>> BEGIN

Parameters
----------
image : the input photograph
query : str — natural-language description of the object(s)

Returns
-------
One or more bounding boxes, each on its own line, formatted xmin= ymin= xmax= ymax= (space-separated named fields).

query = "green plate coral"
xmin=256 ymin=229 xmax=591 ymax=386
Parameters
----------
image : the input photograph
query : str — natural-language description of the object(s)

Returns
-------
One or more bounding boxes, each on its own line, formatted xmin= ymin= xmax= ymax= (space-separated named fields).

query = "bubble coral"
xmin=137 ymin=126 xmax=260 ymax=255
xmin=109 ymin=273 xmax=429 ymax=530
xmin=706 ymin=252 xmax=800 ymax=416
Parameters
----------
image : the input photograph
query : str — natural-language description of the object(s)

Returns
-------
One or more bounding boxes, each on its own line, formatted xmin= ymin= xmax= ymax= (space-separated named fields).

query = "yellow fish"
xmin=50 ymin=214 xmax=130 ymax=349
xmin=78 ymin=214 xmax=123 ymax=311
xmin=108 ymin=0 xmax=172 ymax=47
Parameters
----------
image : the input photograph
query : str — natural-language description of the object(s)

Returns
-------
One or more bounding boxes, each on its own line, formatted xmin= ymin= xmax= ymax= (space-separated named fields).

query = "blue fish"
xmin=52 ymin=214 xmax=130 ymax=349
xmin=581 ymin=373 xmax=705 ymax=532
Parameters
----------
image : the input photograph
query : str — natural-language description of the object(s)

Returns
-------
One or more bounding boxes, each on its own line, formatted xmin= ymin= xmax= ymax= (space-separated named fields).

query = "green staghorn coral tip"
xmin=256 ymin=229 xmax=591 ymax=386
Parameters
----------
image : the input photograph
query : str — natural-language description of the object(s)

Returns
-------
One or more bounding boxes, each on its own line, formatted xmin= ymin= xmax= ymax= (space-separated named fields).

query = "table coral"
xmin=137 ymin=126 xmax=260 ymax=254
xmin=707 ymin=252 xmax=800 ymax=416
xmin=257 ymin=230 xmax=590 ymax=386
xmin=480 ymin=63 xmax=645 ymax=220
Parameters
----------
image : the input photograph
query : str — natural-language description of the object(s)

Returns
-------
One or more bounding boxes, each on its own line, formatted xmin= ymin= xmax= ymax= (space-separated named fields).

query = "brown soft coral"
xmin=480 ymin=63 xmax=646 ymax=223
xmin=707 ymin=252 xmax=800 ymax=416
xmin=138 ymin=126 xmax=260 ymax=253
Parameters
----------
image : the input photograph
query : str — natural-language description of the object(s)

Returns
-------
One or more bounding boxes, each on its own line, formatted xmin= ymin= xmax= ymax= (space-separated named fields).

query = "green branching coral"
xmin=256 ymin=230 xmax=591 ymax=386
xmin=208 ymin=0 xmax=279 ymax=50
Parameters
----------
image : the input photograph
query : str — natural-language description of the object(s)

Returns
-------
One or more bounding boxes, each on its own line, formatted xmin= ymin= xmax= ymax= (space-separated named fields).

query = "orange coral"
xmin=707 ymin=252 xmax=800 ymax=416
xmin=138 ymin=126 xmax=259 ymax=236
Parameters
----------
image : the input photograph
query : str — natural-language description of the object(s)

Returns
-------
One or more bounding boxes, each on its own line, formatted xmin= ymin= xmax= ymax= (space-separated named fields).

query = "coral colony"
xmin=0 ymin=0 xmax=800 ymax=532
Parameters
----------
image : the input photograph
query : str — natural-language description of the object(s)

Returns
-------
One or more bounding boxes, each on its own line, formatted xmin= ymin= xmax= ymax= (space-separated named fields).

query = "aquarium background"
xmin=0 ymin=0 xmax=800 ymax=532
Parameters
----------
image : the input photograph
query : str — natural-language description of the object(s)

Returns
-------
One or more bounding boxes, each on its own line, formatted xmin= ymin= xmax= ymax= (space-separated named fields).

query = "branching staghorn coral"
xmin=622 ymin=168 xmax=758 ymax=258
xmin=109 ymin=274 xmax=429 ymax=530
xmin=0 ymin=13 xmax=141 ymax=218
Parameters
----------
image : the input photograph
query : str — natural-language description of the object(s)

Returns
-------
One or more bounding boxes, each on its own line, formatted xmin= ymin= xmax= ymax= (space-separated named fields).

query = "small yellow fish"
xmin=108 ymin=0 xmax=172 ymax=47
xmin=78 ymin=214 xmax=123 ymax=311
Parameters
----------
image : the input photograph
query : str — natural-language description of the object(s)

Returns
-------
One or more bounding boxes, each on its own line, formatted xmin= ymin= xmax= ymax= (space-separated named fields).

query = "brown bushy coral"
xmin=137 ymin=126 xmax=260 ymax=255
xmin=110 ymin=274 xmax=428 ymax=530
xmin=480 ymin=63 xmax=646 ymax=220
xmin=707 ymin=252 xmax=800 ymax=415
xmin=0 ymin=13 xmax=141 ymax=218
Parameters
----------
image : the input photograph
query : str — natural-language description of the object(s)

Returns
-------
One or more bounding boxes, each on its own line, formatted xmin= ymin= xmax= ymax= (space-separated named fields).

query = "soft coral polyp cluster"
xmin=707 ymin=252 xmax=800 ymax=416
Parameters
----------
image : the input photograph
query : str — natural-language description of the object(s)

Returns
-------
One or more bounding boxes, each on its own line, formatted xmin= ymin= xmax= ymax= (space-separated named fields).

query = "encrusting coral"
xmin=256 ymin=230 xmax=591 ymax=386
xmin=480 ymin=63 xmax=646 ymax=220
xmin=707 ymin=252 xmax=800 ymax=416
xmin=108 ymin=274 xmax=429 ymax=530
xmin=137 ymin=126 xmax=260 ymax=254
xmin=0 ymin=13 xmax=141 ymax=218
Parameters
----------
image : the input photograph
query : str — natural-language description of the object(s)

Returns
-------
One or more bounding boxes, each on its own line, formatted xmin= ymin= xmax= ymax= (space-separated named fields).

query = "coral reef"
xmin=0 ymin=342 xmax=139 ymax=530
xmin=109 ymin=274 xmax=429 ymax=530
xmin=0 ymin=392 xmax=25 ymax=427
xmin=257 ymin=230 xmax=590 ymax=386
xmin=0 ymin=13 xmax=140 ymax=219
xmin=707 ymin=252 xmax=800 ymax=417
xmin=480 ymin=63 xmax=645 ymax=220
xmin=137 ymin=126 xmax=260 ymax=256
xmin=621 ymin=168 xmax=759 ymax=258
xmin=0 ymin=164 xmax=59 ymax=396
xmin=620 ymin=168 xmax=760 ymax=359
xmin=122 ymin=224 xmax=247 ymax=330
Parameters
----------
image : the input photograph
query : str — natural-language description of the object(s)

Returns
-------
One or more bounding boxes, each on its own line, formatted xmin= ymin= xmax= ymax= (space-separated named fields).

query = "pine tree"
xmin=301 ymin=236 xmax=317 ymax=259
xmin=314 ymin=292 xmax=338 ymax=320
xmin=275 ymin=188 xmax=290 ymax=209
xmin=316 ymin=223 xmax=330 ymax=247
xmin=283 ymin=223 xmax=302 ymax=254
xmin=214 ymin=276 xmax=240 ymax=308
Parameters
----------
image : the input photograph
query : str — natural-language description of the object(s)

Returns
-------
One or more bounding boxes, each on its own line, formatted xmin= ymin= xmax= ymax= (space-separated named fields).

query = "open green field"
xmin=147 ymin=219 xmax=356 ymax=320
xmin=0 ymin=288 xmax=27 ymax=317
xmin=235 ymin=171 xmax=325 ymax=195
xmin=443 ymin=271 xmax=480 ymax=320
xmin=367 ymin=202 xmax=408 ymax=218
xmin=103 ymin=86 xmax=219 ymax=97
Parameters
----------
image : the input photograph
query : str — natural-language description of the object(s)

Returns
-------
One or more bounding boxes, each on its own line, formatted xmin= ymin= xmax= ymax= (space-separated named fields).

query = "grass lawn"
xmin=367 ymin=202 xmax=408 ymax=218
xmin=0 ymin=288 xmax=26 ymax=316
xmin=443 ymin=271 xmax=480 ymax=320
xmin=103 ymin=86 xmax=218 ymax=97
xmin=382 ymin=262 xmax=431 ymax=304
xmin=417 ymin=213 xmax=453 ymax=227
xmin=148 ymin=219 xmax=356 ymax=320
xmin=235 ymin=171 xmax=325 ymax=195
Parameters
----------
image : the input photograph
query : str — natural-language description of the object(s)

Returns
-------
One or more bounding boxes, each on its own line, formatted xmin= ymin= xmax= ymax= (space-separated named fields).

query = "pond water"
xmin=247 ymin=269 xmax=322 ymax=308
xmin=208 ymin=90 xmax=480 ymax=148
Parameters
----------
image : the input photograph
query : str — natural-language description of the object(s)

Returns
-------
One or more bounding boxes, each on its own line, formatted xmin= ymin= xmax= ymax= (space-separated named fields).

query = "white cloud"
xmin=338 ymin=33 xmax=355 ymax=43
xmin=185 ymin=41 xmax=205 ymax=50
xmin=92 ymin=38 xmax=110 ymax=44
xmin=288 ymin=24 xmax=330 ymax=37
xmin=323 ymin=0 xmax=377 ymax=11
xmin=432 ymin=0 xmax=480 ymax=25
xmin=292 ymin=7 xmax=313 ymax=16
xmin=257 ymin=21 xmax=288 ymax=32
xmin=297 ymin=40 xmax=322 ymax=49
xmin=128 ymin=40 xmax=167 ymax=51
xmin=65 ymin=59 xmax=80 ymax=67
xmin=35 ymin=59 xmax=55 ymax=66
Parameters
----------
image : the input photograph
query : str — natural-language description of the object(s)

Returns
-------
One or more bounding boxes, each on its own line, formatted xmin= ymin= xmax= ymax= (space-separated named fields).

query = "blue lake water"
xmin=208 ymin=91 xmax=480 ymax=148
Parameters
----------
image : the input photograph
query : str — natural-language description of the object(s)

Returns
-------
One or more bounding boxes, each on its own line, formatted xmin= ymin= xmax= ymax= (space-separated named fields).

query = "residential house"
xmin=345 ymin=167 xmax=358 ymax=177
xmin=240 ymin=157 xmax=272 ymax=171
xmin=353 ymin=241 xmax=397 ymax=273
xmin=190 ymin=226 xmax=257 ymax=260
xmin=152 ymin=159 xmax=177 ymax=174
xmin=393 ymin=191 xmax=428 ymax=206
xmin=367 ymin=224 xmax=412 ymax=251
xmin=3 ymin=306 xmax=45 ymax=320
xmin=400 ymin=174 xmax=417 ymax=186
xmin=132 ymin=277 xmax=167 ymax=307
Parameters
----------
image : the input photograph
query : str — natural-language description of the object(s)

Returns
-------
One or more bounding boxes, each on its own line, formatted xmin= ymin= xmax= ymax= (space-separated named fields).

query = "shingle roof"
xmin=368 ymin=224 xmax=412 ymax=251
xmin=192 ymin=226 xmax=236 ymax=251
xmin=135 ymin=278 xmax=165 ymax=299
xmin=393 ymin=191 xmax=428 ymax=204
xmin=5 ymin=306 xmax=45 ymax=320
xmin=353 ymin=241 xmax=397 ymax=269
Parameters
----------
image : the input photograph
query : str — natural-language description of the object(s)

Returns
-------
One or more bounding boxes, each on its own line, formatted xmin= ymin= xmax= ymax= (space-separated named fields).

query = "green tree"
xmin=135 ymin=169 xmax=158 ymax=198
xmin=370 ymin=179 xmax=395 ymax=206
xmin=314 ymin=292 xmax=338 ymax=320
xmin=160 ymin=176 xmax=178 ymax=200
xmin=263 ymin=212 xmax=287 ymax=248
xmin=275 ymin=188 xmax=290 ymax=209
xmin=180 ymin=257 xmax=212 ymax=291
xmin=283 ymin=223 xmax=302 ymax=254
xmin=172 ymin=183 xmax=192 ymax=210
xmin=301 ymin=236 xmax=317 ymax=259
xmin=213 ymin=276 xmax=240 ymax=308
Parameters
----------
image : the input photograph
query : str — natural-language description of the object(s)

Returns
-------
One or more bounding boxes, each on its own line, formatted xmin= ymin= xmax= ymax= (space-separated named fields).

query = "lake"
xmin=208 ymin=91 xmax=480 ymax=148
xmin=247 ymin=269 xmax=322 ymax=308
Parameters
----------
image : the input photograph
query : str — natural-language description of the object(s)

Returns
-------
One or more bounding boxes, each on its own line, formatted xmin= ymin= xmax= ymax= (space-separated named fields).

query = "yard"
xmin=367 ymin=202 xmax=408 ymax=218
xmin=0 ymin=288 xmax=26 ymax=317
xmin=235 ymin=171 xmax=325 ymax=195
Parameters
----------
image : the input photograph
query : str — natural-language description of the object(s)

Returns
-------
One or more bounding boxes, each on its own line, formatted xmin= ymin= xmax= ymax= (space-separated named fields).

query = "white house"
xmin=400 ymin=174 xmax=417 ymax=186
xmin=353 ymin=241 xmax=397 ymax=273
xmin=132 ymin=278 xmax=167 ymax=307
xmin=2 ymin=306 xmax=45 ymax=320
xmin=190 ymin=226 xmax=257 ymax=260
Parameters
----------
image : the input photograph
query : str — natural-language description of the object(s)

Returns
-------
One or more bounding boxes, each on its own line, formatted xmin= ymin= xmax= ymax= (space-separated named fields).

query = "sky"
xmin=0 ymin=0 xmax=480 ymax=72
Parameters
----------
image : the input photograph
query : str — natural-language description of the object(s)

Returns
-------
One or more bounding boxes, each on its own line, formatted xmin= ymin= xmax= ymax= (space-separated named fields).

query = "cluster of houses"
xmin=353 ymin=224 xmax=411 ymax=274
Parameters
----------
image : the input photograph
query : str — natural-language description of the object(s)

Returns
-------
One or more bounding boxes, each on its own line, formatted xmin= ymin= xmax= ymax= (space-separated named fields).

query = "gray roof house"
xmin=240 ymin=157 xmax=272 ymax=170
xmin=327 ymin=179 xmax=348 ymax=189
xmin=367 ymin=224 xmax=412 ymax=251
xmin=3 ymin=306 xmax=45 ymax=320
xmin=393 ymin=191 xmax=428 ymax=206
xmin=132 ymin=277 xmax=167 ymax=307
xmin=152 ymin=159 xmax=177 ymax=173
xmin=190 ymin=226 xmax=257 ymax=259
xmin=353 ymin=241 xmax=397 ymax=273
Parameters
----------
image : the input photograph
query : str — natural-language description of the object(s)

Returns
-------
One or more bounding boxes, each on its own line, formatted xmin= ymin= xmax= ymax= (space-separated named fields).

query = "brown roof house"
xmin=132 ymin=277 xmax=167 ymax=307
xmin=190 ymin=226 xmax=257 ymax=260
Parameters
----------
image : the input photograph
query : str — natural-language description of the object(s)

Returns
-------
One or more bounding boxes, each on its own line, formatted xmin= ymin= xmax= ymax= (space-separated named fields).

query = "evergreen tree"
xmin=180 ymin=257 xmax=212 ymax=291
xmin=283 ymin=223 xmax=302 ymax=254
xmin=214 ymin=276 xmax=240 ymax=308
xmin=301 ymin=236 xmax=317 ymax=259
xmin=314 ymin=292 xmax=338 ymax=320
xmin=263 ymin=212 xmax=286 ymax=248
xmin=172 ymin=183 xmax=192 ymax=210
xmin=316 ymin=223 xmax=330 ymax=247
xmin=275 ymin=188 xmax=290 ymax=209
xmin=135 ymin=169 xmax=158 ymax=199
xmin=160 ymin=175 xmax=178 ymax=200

>> END

WRITTEN TASK: Print the records from their first line up to and including the line with "xmin=706 ymin=252 xmax=800 ymax=416", copying every line without change.

WRITTEN ANSWER:
Parameters
----------
image : the input photograph
query : str — natural-language description of the object(s)

Returns
-------
One or more bounding boxes, each on its own line, formatted xmin= ymin= xmax= ymax= (space-separated named fields).

query = "green plate coral"
xmin=256 ymin=229 xmax=591 ymax=386
Parameters
----------
image : the input photograph
query : str — natural-language description of the object(s)

Returns
-------
One or more bounding boxes, each on its own line, formatted xmin= ymin= xmax= ymax= (space-separated named fields).

query = "bubble coral"
xmin=137 ymin=126 xmax=260 ymax=255
xmin=109 ymin=273 xmax=429 ymax=530
xmin=706 ymin=252 xmax=800 ymax=416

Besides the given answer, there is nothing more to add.